Supplied data ->
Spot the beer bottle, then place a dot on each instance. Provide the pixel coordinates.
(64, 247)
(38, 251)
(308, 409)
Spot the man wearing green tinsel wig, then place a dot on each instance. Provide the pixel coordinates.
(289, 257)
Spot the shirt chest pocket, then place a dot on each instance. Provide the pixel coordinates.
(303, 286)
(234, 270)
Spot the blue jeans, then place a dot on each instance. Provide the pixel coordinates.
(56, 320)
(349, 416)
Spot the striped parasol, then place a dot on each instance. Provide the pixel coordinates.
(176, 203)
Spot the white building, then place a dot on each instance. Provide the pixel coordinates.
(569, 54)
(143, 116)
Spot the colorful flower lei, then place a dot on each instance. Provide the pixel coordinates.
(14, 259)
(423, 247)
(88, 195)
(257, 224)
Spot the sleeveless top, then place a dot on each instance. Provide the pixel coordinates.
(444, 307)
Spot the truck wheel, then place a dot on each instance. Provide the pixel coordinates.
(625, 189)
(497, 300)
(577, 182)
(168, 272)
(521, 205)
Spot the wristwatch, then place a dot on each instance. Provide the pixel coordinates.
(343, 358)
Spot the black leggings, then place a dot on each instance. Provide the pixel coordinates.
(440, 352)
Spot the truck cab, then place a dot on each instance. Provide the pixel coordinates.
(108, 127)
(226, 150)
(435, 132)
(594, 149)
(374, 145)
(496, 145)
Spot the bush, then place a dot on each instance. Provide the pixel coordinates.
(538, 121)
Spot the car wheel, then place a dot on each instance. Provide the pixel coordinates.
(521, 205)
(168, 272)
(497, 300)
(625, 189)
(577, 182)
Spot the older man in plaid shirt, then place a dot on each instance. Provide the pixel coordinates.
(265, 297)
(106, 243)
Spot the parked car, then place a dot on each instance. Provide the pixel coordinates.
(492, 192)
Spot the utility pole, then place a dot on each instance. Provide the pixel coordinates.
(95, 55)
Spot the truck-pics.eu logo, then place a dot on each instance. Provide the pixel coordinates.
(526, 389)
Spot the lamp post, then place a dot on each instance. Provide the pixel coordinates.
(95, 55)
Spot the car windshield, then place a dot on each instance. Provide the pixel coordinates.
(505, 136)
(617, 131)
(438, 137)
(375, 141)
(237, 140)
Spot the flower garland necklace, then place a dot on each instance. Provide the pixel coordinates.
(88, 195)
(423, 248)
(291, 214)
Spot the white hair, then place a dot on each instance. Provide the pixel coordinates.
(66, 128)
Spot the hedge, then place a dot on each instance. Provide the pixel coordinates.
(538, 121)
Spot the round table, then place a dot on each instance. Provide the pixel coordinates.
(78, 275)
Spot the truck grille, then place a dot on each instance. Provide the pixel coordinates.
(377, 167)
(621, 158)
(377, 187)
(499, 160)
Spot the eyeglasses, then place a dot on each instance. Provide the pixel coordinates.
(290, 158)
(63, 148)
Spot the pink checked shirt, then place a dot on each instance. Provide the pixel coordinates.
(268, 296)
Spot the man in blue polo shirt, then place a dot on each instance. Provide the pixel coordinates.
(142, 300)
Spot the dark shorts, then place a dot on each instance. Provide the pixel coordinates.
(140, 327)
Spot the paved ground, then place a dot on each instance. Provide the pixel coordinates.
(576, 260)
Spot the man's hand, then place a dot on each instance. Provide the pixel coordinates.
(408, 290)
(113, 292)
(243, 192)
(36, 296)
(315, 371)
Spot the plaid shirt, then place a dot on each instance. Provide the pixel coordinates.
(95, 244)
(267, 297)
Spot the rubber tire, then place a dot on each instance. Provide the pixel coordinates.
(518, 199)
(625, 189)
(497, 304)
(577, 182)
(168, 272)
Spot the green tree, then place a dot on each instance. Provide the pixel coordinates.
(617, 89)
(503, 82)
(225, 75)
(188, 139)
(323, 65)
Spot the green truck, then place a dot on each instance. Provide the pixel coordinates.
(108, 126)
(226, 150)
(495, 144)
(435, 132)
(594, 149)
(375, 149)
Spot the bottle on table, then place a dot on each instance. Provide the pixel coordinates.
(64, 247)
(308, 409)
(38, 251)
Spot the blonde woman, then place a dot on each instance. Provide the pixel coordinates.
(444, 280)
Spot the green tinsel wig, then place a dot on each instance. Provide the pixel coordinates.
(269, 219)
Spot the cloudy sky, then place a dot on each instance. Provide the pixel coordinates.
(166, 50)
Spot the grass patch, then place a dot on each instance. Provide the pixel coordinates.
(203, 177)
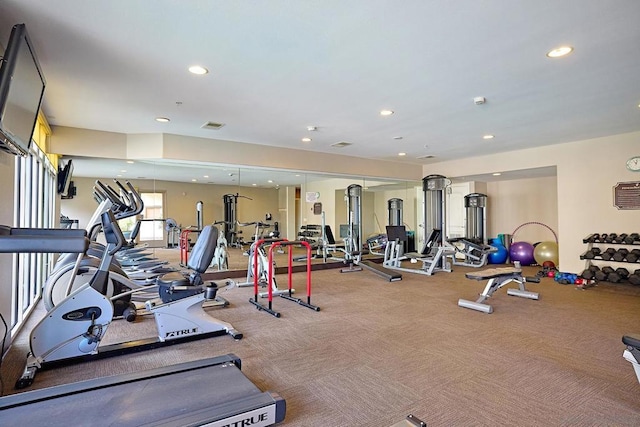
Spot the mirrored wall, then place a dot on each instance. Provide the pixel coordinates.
(185, 194)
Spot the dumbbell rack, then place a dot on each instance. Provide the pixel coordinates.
(615, 253)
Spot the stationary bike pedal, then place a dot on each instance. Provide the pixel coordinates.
(152, 303)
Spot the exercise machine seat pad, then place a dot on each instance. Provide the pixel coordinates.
(204, 249)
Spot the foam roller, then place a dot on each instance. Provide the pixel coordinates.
(485, 308)
(522, 294)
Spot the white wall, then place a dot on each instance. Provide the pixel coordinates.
(587, 171)
(90, 143)
(7, 172)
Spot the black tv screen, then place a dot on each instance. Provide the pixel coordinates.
(21, 90)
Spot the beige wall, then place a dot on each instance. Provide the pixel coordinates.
(511, 204)
(83, 142)
(587, 171)
(180, 201)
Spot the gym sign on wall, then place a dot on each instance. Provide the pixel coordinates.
(626, 195)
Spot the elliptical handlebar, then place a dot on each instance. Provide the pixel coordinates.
(124, 205)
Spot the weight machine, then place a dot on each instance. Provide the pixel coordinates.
(231, 232)
(473, 250)
(436, 254)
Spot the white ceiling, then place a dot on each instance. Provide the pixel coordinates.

Work to be completed -> Set down the records precisely as they appear. Any picture stays out.

Task response ->
Spot the beer bottle, then place a dot on each instance. Provide the pixel coordinates.
(64, 247)
(38, 251)
(308, 409)
Spot the man wearing green tinsel wig, then place a dot on each instance. Provide the pixel coordinates.
(289, 257)
Spot the shirt chest pocket, then place a dot on each instance. Provide the pixel coordinates.
(303, 286)
(234, 270)
Spot the blue jeans, then place a dot on each instance. Provide the pixel coordinates.
(56, 320)
(349, 416)
Spot the striped parasol, then place a dot on each instance. Provide the pixel coordinates.
(176, 203)
Spot the white building, then place a dot on each instance. Provide the pixel coordinates.
(569, 54)
(143, 116)
Spot the colorful flower lei, then place a dot on each instance. Provide the pixel coordinates.
(14, 259)
(423, 247)
(88, 195)
(257, 224)
Spot the sleeveless top, then place a dot on each instance. Provide the pixel coordinates.
(444, 307)
Spot the truck wheel, then place a dot on each instance. Provide the pixel coordinates.
(625, 189)
(497, 300)
(577, 182)
(168, 272)
(521, 205)
Spot the wristwatch, then place a dot on each instance. Provide the pixel coordinates.
(343, 358)
Spot the black leggings, then place a dot on each instance. Provide the pixel coordinates.
(440, 352)
Spot the truck cab, then place a dot on each instance. Provide the pixel coordinates.
(108, 127)
(226, 150)
(435, 132)
(594, 149)
(374, 145)
(496, 145)
Spot the bush, then place a dot on each instance. Provide the pixel coordinates.
(538, 121)
Spot the car wheel, then place a dot on each instance. Provide the pixel coordinates.
(521, 205)
(168, 272)
(497, 300)
(625, 189)
(577, 182)
Spot the older man in plaid shirt, then place a dot on each instance. Provide the pixel coordinates.
(265, 297)
(106, 243)
Spot the parked car, then place a dot on each instance. Provide the pixel coordinates.
(492, 192)
Spot the utility pole, then place a dot on each instance. Provide the pixel coordinates.
(95, 55)
Spot the truck-pics.eu logo, then place a dot on each instance. Provide the pixel coordinates.
(526, 389)
Spot the lamp post, then place a dot on each instance. Provide the pixel coordinates.
(95, 55)
Spot the car windshield, then place a dot on each instance. Provide the pixel coordinates.
(505, 136)
(617, 131)
(438, 137)
(375, 141)
(237, 140)
Spot the flower garland necklace, then place a dot on each instance. Provide the pixel coordinates.
(88, 195)
(423, 248)
(291, 214)
Spot the white hair, then place a dot on each instance. Provide the pixel coordinates.
(66, 128)
Spot the hedge, then place a dot on each instance. Provide the pixel coordinates.
(538, 121)
Spot the round table, then place a dot on each instance. Provide the pixel coordinates.
(78, 275)
Spot the truck grille, then place a dot on each instance. Provide the pixel coordinates.
(377, 167)
(621, 158)
(377, 187)
(499, 160)
Spot the eyeglasses, then place a dot on each instance. Provide the pixel coordinates.
(290, 158)
(63, 148)
Spot the pink checked shirt, then place a dot on each instance. Provide the pixel coordinates.
(268, 296)
Spot the man in blue polo shirt, then place a dot on each instance. Provide the pixel coordinates.
(142, 300)
Spot the dark shorts, then place a dot on each instance. Provide the pixel coordinates.
(140, 327)
Spot the paved ground, then place a dot on each instance. Provide the pixel coordinates.
(576, 260)
Spot the man's hand, then place a dot on each instance. Provide the pixel coordinates.
(408, 290)
(113, 292)
(243, 192)
(36, 296)
(315, 371)
Spot the plaid shirt, then place a dot on each instance. Provide the pixel coordinates.
(95, 244)
(267, 297)
Spot the rubber tire, then place a dot on each instance. Provide the pixel coordinates.
(518, 199)
(625, 189)
(497, 304)
(577, 182)
(168, 272)
Spot the green tree, then place a dot on each instance. Provide the pixel coordinates.
(617, 89)
(503, 82)
(225, 75)
(188, 139)
(323, 65)
Spot the green truck, then place a dot on each instance. Provide the pixel coordinates.
(108, 126)
(226, 150)
(495, 144)
(435, 132)
(594, 149)
(375, 149)
Spot the bottle on table, then place a dot on each instance. Provide the pixel coordinates.
(64, 247)
(308, 409)
(38, 251)
Spot the blonde woman, then place a dot on each instance. Provide the pixel coordinates.
(444, 280)
Spot the green tinsel wig, then place a dot on each instance. Provide the pixel coordinates.
(269, 219)
Spot the cloudy sky, then place a dot on each instance. Provide the pixel coordinates.
(166, 50)
Spot the grass patch, then place a dot on each instance. Provide the pixel coordinates.
(203, 177)
Spot the mirrored wall, then place a dot on each instance. Provide the pixel coordinates.
(185, 194)
Spot the dumbbell rack, then place a dot on each instance. Provide the pixel coordinates.
(615, 253)
Spot the stationary bike pedal, then place a dot on each instance. Provide the pixel coordinates.
(152, 303)
Spot the exercise machine seat pad, then place a dot on each instance. Provide the pixel coordinates.
(204, 249)
Spot the foam roller, then place a dot on each instance. Provide the pixel coordinates.
(485, 308)
(522, 294)
Spot the white wall, then place a dot on each instance. Provide the pixel coordinates.
(587, 171)
(90, 143)
(7, 172)
Spot the black tv screen, then place a dot on each instance. Provide the pixel coordinates.
(21, 90)
Spot the beige wall, then place a dot on each instance. Provide the pixel coordinates.
(511, 204)
(83, 142)
(587, 171)
(180, 201)
Spot the gym sign on wall, then place a dot on each instance. Provide the pixel coordinates.
(626, 195)
Spot the elliptical handlebar, then place a dot on each instance. Provide the pixel coordinates.
(124, 205)
Spot the weight machine, then place a dot on each instance. Provide the pixel coordinates.
(231, 232)
(473, 250)
(436, 254)
Spot the white ceiling, then place a dot on each instance. Provide the pixel coordinates.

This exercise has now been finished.